On va retrouver cette interrogation inquiète et sans réponse dans l'esprit de la symphonie composée entre 1914 et 1916. Alors que l'humanité devrait stimuler son élan vital de manière "inextinguible", pourquoi cette tuerie, ce refus du positivisme, de l'humanisme ? La symphonie est composée classiquement de quatre mouvements mais enchainés sans pause. L'orchestre est typique du romantisme tardif même si la composition ne l'est pas du tout :
1 piccolo, 2 flûtes, 2 hautbois et un cor anglais, 2 clarinettes et 1 clarinette basse, 2 bassons et 1 contrebasson, 4 cors, 3 trompettes, 3 trombones dont un basse, un tuba, 2 jeux de timbales (à droite et à gauche de l'harmonie servis par deux timbaliers), des cordes. Pas de percussions ni de harpes. Une orchestration qui fait penser à Brahms et à Sibelius. La création eut lieu sous la direction du compositeur lors d'un concert privé en février 1916, puis en avril, la symphonie fut donnée en public.

Trois joyeux crânes (Laurits Andersen Ring - 1854-1933)
1 - Allegro : Une clameur barbare aux cuivres et au bois ff déchire l'espace sonore : un accord de tous les pupitres dominé par la virilité primitive des trombones. Une tonalité indéterminée. L'allegro s'élance en une marche mécanique et brutale des bois et des cordes rejoints par les cors, une course éperdue scandée par les timbales. Difficile de faire plus agressif pour symboliser la férocité des combats où des millions d'hommes s'étripent sans l'avoir choisi pour la plupart. Une musique de contraste lorsque [1:08] le violoncelle solo, la flûte et le hautbois stoppent net la furie et s'oppose à ce déferlement guerrier par une ardente et pastorale mélodie. Nielsen tend plus à développer des juxtapositions de courtes séquences mélodiques qu'à travailler sa partition dans la pure tradition des expositions et réexpositions de thèmes de la forme sonate. Je serais plus enclin à parler de leitmotive. [3:24] Nouvelle marche, mais goguenarde cette fois-ci, dans l'esprit d'un Chostakovitch. Ce cortège grotesque gagne en puissance jusqu'à l'exposé en climax d'un motif qui ne sera rien d'autre que le fil conducteur de l'œuvre. [4:28] Apparaît ainsi un noble sujet synonyme de cette force vitale que le compositeur tente de mettre en avant comme l'élément salvateur du genre humain, une humanité qui perd le sens premier de ce mot car plus prompte à s'annihiler qu'à bâtir en honorant les bienfaits de la création…
Nielsen fait preuve d'une imagination inouïe dans la polyphonie et la richesse de son orchestration jamais confuse malgré les nombreux et déchirants tuttis. Une partition moderniste proche de l'inventivité d'un Stravinsky dans le Sacre en 1913. Herbert Blomstedt obtient à la fois une grande clarté du discours de son bel orchestre de San Francisco et une énergie drue et sans pathos lors des passages où toute la vigueur des cuivres est requise. Du grand art pour l'une des symphonies majeures de cette époque où la musique prend de plus en plus sa place dans les interrogations philosophiques.

• [DONNÉES FOURNIES]
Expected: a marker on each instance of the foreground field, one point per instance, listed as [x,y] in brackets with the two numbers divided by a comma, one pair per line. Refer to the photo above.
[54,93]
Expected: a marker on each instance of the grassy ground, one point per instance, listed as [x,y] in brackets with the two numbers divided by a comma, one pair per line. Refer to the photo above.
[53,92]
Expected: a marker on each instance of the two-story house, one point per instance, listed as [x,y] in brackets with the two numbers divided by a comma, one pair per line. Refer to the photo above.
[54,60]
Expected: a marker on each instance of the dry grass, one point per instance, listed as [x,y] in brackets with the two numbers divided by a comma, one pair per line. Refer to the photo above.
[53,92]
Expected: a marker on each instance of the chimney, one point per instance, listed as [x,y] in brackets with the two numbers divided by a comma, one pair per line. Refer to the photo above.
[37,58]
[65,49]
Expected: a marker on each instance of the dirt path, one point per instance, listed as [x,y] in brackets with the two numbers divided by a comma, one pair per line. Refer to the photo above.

• [TRAVAIL À FAIRE]
#1 Réécrivez plus brièvement le paragraphe du texte sur la symphonie qui commence par « Nielsen fait preuve d'une imagination inouïe », en conservant ses faits principaux.
#2 Poursuivez le texte sur la symphonie après sa dernière phrase.

• [RÉPONSES PAR TÂCHE]
#1 Nielsen montre une imagination inouïe dans la polyphonie et une orchestration riche, jamais confuse malgré de nombreux tuttis déchirants. Cette partition moderniste rappelle l'inventivité de Stravinsky dans le Sacre (1913). Avec son orchestre de San Francisco, Herbert Blomstedt allie une grande clarté du discours à une énergie drue et sans pathos dans les passages de cuivres. C'est du grand art pour l'une des symphonies majeures d'une époque où la musique entre de plus en plus dans les interrogations philosophiques.

#2
Après de nombreux épisodes aux accents contrastés, le mouvement s'achève dans une douceur infinie, timbales et premiers violons ppp. Qui l'a emporté : la fureur et la cruauté ou l'amour de la vie ?

Baigneuses - Paul Gustave Fischer (1860 - 1934)
2 - Poco allegretto : [12:12] À l'âpreté des conflits entre ténèbres et forces vitales qui agitent l'allegro, un léger divertissement émerge des mesures diaphanes concluant le premier mouvement. Un thème de ballade tranquille vient pacifier les rivalités farouches entendues précédemment, et cela jusque dans la manière d'orchestrer cet allegretto. Un duo des clarinettes et des bassons énonce ce thème aux accents pastoraux. Avec l'ouïe très fine et un matériel audiophile, on entendra un léger trait de violon noté pppp ! Une telle orchestration relativement fréquente chez Nielsen fait songer à mon sens aux pages les plus intimes d'un Tchaïkovski mais aussi à un souci d'originalité donc de modernité dans le traitement des sonorités. [12:46] La flûte, le hautbois et quelques pizzicati des cordes viennent agrémenter la mélodie de la sérénité retrouvée, de la tendresse. Oui, tendresse plutôt que volupté. Un mouvement d'une belle simplicité voire pureté dans cette symphonie qui commence et finira dans les fracas…

3 - Poco adagio quasi andante : [17:16] Des traits glaçants des cordes nous replongent dans une métaphysique angoissée. Les coups de timbales semblent intervenir au hasard pour rompre toute rythmique, désarticuler cette litanie. Je reste persuadé que le jeune Chostakovitch tressaillit en écoutant cette musique ou en lisant la partition. Ces propres adagios si pathétiques en portent l'influence dès les 5ème et 7ème symphonies, c'est évident, surtout quand interviennent les motifs plaintifs des bois [20:17]. Cet adagio s'impose comme la page la plus sombre de l'œuvre. Le mouvement se développe sans retour possible dans la quiétude vers un climax paroxystique où les cuivres feront enfin leur entrée [22:01]. Poignant ! Est-ce là un chant de requiem annonçant un monde qui sombrera une seconde fois dans la barbarie, puis encore et encore, l'expression d'un inévitable refus de tracer la voie vers une force vitale rayonnante à jamais inaccessible ? L'étrangeté due aux changements de tonalités qui se succèdent éclaircit par instant un ciel de plomb. Est-ce la volonté ultime de Carl Nielsen de ne pas céder au désespoir.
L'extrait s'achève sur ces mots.